◆ Given text ◆
Bruin supports user-defined variables at a pipeline level. These become available as a JSON document in your python asset as BRUIN_VARS. When no variables exist, BRUIN_VARS is set to {}. See Variables for more information on how to define and override them, including the full list of JSON Schema type options and complementary keywords.

Here's a short example:

yaml
name: pipeline-with-variables
variables:
  target_segment:
    type: string
    enum: ["self_serve", "enterprise", "partner"]
    default: "enterprise"
  forecast_horizon_days:
    type: integer
    minimum: 7
    maximum: 90
    default: 30
  experiment_cohorts:
    type: array
    minItems: 1
    items:
      type: object
      required: [name, weight, channels]
      properties:
        name:
          type: string
        weight:
          type: number
        channels:
          type: array
          items:
            type: string
      additionalProperties: false
    default:
      - name: enterprise_baseline
        weight: 0.6
        channels: ["email", "customer_success"]
      - name: partner_campaign
        weight: 0.4
        channels: ["webinar", "email"]
bruin-python
""" @bruin
name: inspect_segments
@bruin """

import os
import json

vars = json.loads(os.environ.get("BRUIN_VARS"))

print("target_segment:", vars["target_segment"])            # target_segment: enterprise
print("forecast_horizon_days:", vars["forecast_horizon_days"])  # forecast_horizon_days: 30

for cohort in vars["experiment_cohorts"]:
    print(cohort["name"], cohort["weight"], cohort["channels"])
    # enterprise_baseline 0.6 ['email', 'customer_success']
    # partner_campaign 0.4 ['webinar', 'email']

TIP

You can override the value of variables at runtime using --var flag.

Materialization

Bruin runs regular Python scripts by default; however, quite often teams need to load data into a destination from their Python scripts. Bruin supports materializing the data returned by a Python script into a data warehouse.

The requirements to get this working is:

  • define a materialization config in the asset definition
  • have a function called materialize in your Python script that returns a pandas/polars dataframe or a list of dicts.

WARNING

This feature has been very recently introduced, and is not battle-tested yet. Please create an issue if you encounter any bugs.

bruin-python
"""@bruin
name: tier1.my_custom_api
image: python:3.13
connection: bigquery

materialization:
  type: table
  strategy: merge
 
columns:
    - name: col1
      primary_key: true
@bruin"""

◆ Job 1 ◆
Return the part of the Bruin documentation excerpt that begins at the words "You can override" and stops after "encounter any bugs.".
◆ Job 2 ◆
According to the Bruin documentation excerpt, what must the Python script contain, besides a materialization config in the asset definition, for materialization to work?
The records were drawn from a source separate from the Bruin documentation excerpt.

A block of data
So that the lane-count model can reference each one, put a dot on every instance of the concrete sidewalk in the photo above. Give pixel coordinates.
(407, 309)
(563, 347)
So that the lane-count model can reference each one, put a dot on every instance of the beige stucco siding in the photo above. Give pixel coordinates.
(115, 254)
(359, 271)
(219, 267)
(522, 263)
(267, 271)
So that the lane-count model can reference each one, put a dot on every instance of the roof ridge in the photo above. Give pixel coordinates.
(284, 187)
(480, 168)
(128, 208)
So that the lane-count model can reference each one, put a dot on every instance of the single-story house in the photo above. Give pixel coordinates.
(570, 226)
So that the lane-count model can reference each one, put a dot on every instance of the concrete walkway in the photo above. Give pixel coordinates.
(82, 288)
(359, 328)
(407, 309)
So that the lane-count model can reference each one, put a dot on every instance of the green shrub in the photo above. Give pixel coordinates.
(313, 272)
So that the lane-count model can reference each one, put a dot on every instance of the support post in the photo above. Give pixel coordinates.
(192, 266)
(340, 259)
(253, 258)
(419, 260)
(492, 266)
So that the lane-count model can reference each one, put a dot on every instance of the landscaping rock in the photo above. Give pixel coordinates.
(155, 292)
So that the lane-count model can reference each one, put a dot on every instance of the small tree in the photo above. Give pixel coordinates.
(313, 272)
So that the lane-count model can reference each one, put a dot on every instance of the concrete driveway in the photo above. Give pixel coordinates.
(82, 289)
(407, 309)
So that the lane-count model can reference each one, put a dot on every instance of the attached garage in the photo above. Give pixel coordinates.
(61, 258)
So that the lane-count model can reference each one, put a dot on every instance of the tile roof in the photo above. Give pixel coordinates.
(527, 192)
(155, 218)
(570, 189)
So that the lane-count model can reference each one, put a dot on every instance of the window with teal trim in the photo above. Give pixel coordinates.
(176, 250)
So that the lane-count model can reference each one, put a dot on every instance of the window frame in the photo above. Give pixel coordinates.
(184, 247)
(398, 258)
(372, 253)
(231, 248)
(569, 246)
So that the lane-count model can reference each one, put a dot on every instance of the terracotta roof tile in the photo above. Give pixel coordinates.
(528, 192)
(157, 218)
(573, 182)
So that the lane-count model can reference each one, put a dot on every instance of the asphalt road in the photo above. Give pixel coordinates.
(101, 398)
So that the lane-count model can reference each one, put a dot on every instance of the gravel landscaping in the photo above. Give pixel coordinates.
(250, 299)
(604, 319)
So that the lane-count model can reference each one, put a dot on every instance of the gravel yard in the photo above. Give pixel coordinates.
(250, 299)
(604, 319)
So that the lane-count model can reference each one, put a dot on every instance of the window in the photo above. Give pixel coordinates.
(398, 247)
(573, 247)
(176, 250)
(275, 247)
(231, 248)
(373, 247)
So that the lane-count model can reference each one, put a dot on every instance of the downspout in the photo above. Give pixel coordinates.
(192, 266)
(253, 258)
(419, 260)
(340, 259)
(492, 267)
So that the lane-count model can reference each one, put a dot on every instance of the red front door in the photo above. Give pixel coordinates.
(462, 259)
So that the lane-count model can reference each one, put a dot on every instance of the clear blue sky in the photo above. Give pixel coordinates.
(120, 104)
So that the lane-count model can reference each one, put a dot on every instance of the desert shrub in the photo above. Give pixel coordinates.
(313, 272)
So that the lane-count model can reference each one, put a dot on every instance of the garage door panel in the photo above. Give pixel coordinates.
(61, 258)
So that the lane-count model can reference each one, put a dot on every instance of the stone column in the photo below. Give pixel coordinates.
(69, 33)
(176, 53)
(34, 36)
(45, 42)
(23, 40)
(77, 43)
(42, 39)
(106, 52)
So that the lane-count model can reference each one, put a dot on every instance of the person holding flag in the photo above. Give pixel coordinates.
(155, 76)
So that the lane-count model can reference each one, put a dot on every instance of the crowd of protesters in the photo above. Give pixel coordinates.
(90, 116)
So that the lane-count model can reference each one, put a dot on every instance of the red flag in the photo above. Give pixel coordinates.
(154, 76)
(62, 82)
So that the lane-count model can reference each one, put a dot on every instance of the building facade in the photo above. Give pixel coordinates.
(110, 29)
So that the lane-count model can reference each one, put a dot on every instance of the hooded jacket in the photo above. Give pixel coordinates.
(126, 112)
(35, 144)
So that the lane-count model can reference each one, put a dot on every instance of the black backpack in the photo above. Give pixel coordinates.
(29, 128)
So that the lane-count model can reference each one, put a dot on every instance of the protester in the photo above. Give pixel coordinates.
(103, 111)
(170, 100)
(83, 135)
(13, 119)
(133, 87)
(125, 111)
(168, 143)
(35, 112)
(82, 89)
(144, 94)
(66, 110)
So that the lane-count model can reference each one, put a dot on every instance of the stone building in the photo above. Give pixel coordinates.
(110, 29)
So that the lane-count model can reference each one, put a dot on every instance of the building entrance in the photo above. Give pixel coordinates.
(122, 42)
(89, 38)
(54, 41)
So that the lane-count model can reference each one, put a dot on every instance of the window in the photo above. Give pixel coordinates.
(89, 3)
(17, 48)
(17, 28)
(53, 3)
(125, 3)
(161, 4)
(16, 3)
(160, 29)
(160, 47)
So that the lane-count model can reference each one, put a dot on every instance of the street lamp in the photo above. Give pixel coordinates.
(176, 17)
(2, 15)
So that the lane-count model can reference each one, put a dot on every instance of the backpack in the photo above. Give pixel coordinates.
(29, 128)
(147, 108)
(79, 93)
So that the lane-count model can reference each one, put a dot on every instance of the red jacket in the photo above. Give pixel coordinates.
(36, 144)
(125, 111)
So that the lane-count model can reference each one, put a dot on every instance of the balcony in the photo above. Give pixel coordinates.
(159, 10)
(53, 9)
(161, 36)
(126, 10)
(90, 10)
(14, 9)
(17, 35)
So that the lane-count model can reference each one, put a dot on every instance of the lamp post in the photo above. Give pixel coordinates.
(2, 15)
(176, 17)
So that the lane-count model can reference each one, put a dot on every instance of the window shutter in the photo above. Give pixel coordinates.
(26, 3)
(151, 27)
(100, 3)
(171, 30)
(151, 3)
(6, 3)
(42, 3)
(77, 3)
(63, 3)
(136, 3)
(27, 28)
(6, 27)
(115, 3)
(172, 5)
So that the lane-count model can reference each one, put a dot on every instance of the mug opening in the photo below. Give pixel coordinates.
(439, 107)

==

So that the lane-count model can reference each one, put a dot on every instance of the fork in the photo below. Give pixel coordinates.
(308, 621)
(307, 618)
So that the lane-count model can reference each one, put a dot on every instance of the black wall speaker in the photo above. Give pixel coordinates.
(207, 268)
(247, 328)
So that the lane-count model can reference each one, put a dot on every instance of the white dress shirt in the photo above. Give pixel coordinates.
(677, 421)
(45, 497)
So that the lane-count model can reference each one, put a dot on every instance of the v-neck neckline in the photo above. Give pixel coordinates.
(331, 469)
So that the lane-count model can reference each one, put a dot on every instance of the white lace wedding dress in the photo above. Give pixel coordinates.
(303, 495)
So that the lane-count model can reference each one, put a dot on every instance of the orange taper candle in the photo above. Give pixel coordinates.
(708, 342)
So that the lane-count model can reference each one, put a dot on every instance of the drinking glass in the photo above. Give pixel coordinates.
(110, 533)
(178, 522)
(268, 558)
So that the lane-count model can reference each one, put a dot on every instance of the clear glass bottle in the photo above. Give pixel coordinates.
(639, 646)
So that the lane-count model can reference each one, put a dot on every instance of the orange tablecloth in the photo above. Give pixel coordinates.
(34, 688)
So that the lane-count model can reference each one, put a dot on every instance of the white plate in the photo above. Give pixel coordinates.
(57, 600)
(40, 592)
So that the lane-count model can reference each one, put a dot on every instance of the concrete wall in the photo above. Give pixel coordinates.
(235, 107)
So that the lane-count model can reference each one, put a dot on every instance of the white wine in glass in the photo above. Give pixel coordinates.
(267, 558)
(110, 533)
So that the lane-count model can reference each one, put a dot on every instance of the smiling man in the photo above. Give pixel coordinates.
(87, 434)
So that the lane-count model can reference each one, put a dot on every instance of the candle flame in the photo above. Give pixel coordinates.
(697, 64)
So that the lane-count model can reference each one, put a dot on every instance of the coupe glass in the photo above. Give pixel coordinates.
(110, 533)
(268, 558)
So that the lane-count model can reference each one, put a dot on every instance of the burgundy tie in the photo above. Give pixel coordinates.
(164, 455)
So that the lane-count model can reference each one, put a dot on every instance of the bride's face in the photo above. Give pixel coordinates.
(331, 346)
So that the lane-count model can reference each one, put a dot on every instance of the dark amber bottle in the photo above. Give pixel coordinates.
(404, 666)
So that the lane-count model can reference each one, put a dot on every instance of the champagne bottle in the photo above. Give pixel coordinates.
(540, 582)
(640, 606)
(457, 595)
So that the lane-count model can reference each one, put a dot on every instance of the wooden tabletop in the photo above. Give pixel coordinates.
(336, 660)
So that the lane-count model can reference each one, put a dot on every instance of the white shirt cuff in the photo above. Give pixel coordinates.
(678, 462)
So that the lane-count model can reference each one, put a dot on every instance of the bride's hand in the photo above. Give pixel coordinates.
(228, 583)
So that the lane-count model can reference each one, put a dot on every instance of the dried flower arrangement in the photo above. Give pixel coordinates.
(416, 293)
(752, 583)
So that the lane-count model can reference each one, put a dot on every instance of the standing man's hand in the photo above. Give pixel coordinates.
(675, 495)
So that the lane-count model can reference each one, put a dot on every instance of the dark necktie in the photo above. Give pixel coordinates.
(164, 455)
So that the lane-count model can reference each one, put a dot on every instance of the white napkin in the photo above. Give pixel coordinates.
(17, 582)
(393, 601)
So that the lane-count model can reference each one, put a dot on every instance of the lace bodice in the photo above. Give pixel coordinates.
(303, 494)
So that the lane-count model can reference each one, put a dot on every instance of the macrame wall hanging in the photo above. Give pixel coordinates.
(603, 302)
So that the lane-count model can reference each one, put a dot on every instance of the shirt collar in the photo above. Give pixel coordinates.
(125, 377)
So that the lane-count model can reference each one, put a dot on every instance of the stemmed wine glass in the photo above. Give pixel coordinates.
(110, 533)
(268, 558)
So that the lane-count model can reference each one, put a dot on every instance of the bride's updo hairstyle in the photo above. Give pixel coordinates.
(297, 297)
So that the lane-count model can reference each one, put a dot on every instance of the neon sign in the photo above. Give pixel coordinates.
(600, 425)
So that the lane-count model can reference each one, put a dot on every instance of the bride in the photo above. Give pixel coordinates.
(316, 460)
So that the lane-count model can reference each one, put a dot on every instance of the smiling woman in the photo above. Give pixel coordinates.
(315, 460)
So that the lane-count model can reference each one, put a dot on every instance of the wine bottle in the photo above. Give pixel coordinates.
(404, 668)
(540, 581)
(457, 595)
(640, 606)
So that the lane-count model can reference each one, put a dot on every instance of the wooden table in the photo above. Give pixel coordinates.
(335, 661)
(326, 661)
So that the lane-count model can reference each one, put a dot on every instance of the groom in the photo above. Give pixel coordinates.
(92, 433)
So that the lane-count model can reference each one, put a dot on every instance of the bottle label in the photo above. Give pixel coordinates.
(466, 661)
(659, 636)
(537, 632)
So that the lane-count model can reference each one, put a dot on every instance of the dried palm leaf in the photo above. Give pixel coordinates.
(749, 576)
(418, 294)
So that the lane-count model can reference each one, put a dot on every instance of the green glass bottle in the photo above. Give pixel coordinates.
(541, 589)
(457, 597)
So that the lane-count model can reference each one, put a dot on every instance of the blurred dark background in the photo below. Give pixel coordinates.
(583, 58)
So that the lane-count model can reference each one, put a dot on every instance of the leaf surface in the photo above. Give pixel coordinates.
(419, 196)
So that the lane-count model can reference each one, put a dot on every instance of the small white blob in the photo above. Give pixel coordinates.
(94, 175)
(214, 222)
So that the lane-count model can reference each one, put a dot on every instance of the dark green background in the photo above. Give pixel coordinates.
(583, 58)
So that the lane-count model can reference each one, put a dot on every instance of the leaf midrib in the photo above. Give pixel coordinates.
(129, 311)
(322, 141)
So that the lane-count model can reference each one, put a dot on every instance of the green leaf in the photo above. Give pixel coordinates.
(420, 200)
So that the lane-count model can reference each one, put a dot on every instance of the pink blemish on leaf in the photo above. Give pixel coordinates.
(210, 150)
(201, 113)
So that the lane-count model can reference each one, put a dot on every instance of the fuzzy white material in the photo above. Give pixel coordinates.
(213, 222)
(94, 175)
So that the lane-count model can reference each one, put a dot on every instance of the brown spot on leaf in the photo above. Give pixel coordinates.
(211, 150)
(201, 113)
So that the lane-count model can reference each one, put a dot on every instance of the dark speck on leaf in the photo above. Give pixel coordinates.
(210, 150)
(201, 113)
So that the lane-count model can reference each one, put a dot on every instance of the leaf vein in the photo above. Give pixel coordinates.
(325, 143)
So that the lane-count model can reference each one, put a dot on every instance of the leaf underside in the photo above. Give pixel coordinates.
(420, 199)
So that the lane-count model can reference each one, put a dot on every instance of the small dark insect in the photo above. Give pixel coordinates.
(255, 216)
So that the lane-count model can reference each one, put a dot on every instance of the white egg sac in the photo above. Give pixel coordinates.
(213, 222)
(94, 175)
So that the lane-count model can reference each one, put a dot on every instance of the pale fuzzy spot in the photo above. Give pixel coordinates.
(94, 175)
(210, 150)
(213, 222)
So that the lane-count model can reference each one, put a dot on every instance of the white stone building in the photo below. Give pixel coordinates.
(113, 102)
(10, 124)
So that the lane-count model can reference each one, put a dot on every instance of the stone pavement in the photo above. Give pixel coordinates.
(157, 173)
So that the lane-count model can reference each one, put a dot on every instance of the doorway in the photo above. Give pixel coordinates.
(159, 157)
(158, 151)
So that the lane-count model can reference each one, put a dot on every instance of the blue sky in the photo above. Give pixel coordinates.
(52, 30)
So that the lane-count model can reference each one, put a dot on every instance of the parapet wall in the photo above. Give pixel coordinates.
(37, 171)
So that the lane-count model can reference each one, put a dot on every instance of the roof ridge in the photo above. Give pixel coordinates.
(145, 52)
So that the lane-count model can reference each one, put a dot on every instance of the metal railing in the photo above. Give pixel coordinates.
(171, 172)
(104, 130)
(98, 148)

--

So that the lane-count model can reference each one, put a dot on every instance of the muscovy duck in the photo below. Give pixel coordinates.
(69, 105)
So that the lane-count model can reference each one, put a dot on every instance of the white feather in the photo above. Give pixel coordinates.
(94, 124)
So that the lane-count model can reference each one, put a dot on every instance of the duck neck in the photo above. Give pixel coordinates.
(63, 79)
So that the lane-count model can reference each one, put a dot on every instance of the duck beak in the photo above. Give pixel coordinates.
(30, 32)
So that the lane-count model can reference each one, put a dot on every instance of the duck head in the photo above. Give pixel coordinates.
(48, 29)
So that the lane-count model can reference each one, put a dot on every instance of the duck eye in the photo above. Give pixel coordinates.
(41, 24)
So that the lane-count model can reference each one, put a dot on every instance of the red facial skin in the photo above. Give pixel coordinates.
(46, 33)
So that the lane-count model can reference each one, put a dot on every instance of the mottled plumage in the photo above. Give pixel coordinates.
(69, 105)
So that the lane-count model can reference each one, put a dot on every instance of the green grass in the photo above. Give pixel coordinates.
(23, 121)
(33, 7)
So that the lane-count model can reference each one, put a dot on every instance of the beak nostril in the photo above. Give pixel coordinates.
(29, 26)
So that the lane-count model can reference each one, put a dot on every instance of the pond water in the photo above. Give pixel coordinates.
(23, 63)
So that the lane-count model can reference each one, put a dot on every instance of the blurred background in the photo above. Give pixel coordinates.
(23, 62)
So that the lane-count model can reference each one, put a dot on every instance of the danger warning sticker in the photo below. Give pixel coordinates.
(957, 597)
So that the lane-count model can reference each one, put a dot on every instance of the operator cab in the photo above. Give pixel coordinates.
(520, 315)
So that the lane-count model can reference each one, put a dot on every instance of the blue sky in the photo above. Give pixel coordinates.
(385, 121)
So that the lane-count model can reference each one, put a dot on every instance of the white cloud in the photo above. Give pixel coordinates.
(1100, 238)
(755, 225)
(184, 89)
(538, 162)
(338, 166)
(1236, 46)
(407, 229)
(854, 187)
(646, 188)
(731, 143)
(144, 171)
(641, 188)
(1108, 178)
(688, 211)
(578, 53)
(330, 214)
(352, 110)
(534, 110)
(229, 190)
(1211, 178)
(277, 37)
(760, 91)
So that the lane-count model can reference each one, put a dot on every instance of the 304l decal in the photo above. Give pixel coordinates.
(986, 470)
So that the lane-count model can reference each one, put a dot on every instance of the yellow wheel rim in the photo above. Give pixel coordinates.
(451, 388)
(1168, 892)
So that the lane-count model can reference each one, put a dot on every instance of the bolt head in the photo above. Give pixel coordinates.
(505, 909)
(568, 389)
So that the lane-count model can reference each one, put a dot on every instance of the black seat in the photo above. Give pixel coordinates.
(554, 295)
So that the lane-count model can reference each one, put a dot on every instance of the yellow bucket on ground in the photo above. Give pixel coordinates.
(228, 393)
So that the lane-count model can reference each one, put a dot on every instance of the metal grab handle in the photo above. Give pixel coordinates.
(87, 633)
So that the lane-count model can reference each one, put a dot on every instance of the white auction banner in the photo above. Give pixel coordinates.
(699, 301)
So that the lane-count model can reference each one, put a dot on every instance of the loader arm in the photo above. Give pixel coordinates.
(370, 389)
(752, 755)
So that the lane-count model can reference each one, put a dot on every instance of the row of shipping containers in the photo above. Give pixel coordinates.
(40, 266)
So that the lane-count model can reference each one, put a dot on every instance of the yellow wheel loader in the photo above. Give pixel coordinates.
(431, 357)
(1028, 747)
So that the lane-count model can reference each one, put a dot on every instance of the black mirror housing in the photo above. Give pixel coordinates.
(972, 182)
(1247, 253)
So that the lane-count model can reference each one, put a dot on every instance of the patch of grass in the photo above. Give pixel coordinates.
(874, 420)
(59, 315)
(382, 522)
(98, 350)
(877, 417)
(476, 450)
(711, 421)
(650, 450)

◆ Expected output 1 ◆
You can override the value of variables at runtime using --var flag.

Materialization

Bruin runs regular Python scripts by default; however, quite often teams need to load data into a destination from their Python scripts. Bruin supports materializing the data returned by a Python script into a data warehouse.

The requirements to get this working is:

  • define a materialization config in the asset definition
  • have a function called materialize in your Python script that returns a pandas/polars dataframe or a list of dicts.

WARNING

This feature has been very recently introduced, and is not battle-tested yet. Please create an issue if you encounter any bugs.

◆ Expected output 2 ◆
A function called materialize that returns a pandas/polars dataframe or a list of dicts.